(Dataset items)
━━━━

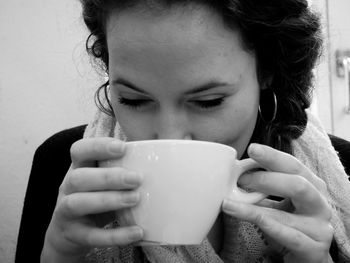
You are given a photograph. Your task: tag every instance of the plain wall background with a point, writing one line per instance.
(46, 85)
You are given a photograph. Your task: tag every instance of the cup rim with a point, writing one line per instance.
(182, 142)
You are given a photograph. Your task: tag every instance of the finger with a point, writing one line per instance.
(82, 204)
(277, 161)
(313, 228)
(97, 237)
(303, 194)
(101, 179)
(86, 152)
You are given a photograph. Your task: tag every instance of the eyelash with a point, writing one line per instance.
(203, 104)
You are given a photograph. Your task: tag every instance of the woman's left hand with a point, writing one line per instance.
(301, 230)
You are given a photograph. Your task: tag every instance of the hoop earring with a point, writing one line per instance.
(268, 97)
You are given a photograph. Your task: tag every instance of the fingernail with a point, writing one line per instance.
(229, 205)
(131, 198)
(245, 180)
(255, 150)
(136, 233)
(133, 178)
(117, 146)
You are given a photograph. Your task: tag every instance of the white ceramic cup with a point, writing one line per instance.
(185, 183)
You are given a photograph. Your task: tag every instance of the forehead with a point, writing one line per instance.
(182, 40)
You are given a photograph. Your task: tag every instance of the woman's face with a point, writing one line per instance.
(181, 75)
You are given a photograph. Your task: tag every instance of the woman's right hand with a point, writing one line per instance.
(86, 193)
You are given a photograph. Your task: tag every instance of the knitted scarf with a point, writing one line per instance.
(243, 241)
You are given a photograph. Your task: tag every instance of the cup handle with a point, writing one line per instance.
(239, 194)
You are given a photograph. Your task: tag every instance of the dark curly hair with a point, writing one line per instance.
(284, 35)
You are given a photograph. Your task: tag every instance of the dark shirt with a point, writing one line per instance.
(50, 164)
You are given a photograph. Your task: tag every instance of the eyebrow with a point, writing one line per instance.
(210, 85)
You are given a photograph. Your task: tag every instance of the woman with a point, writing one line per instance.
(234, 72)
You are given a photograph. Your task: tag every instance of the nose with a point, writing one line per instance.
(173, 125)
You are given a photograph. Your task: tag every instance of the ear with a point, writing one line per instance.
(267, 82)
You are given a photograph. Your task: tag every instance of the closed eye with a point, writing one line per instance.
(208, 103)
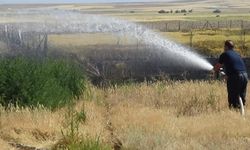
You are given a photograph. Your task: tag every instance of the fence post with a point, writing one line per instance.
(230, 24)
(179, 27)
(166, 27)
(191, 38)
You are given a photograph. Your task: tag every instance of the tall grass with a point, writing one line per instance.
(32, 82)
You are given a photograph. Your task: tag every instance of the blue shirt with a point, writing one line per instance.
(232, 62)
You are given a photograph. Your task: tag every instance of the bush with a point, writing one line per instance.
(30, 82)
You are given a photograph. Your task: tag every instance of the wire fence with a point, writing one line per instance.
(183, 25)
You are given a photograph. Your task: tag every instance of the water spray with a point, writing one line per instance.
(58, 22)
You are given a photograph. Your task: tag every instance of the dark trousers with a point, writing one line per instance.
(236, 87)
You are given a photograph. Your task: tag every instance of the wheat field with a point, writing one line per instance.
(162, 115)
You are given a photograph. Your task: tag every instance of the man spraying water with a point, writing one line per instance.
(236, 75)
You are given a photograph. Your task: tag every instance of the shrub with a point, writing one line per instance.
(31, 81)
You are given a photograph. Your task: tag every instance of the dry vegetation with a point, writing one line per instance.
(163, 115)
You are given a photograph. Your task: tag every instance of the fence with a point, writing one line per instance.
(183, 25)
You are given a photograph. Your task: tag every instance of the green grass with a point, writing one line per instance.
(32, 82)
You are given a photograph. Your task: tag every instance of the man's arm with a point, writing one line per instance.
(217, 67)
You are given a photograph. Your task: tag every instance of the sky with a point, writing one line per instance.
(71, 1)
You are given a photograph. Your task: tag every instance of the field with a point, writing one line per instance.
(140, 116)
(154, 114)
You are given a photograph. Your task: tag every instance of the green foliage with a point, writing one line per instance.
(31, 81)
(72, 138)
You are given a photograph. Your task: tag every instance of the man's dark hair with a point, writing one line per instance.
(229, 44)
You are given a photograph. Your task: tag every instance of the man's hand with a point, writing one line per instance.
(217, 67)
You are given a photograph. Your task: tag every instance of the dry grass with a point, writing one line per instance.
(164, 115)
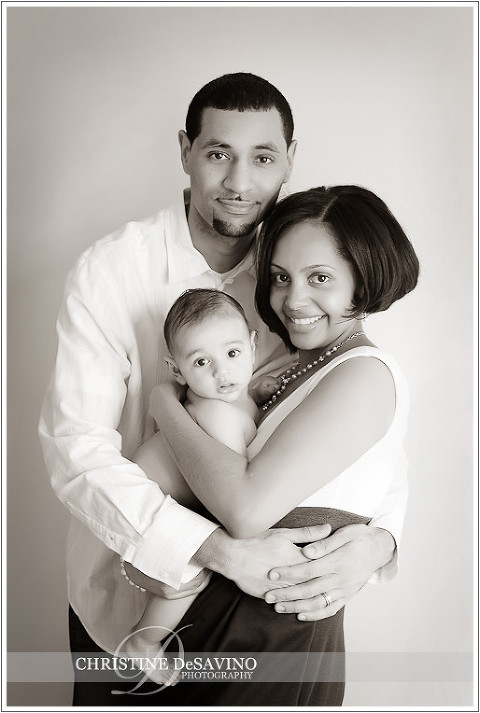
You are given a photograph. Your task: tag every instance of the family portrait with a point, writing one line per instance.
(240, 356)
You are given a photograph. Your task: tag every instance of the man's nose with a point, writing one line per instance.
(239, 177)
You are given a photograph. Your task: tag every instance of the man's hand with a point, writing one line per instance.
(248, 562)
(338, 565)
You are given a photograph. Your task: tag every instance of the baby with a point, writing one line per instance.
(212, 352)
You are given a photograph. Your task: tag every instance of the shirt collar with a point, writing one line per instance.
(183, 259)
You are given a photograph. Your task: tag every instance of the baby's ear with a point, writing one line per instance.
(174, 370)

━━━━

> Job: Extract word for word every line from the line that contains "the man's dark" to the final line of the data, both included, and nothing else; skip the pictures.

> Reply to the task:
You are given a photograph. Your task: tag every instance of the man's dark hair with a point, writing one line per instance.
(229, 44)
You are given a photograph. Your task: tag every instance of the man's hand with a point, writing one line per instance.
(217, 67)
You are given a photograph. Your task: tag every instance of the dry grass with a point, writing one line per instance.
(164, 115)
You are given a photograph. Your task: tag every instance of the family portrait with a point, writing one line per instance.
(240, 356)
You are given a photograph. Your task: tag every instance of the man's nose with a point, writing one line per instance.
(239, 177)
You are given a photograph. Your task: tag every instance of the man's hand with a point, writing one line per instance.
(248, 562)
(338, 565)
You are given a photograph. Your task: tag every instance of the baby with a point, writing one line per instance.
(212, 352)
You are given a photograph. Your task: tag every instance of the shirt collar with a point, writing one line per instance.
(183, 259)
You are given a photograph. Your task: tag every instance of the baby's ear with a point, writing one line per instance.
(174, 370)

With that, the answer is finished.